## Try it
Where does the string "shadow" appear in the records? Copy every line that contains it.

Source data
•••
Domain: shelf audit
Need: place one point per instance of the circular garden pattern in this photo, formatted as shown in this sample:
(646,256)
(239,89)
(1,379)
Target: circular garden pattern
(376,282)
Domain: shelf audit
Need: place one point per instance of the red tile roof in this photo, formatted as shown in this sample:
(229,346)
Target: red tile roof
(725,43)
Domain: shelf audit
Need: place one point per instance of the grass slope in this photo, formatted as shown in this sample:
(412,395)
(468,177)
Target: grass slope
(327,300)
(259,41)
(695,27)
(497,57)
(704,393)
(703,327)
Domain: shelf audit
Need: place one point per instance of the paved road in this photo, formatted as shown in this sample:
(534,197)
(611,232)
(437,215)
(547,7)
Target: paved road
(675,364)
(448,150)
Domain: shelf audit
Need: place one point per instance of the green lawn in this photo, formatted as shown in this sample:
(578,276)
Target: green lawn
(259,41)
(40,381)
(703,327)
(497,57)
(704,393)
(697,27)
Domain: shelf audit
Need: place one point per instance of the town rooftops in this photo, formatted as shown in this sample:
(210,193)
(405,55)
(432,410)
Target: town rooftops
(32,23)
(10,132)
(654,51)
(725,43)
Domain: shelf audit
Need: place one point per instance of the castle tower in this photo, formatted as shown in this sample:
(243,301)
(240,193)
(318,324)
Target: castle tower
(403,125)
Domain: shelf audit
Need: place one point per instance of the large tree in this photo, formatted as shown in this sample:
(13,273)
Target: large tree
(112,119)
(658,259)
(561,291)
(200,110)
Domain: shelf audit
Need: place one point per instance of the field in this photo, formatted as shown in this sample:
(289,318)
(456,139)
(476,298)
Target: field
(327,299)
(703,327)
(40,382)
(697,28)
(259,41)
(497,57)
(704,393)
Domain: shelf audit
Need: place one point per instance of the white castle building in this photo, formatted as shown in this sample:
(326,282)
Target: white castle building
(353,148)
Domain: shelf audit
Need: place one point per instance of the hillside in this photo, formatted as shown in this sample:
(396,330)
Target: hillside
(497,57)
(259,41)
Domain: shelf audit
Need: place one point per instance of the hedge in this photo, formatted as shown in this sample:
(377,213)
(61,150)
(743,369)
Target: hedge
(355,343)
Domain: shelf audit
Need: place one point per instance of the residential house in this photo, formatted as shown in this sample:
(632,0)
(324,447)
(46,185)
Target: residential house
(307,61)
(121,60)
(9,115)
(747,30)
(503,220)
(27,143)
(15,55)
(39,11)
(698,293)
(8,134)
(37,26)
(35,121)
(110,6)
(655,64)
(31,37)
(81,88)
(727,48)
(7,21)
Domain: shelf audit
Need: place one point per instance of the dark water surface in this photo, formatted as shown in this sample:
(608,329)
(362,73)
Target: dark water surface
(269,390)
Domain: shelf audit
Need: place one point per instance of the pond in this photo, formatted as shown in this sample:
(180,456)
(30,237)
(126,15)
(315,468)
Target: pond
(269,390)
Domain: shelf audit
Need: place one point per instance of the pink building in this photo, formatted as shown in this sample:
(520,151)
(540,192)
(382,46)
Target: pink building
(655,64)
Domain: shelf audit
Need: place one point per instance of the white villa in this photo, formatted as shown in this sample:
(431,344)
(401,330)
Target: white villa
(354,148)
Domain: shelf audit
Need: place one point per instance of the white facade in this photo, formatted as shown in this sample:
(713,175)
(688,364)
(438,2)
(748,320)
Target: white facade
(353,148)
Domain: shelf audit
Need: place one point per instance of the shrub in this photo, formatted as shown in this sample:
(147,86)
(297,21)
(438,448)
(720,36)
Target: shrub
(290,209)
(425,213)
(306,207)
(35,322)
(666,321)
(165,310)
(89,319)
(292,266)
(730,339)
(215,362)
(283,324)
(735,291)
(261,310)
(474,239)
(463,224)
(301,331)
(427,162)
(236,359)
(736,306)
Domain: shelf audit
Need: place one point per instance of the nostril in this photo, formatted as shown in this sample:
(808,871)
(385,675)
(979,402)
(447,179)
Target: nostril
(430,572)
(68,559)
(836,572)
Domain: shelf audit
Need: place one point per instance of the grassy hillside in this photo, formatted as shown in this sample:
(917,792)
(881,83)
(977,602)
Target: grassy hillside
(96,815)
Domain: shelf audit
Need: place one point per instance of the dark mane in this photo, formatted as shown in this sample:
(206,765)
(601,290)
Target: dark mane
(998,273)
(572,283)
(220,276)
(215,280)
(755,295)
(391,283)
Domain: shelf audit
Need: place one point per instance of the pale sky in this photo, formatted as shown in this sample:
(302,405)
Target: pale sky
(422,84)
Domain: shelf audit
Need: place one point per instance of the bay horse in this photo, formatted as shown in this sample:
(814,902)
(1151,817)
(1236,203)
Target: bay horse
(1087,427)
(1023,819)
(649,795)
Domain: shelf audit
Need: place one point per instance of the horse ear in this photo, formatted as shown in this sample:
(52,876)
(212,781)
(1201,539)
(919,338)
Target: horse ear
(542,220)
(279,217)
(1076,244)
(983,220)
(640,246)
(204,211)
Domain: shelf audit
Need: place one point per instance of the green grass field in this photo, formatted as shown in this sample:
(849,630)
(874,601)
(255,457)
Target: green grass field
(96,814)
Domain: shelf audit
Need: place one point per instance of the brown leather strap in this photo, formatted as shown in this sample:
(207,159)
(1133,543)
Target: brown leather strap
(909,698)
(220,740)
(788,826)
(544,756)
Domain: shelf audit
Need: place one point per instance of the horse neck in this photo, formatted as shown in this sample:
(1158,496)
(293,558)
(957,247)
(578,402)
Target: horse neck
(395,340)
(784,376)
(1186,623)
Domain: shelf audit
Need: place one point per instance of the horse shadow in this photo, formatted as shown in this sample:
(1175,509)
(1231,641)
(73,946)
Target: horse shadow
•••
## Result below
Need: place one point per instance of the horse shadow in this photo, formatted as shown in this sample:
Target: horse shadow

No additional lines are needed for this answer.